#### SET PROBLEM:
Transcribe every line exactly and omit anything that is a picture.

#### MATERIALS PROVIDED:
"""

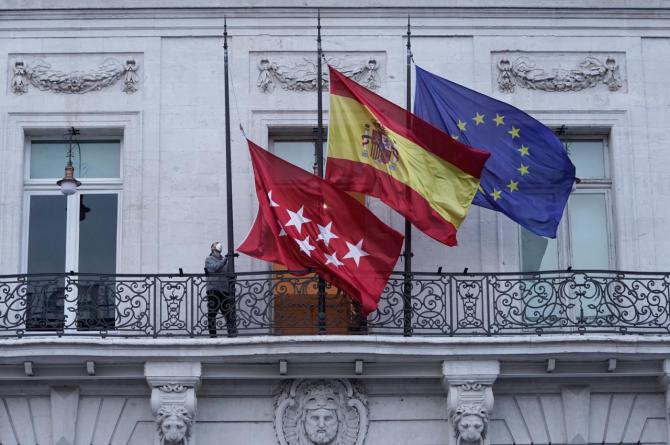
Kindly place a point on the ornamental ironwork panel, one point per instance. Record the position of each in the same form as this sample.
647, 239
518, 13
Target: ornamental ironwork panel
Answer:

"""

#### RESPONSE BELOW:
Kindly place a point on the ornamental ironwork panel, one point per instance. Record the position of each in the same form as this sample.
647, 239
518, 13
Target: ornamental ironwork panel
Answer:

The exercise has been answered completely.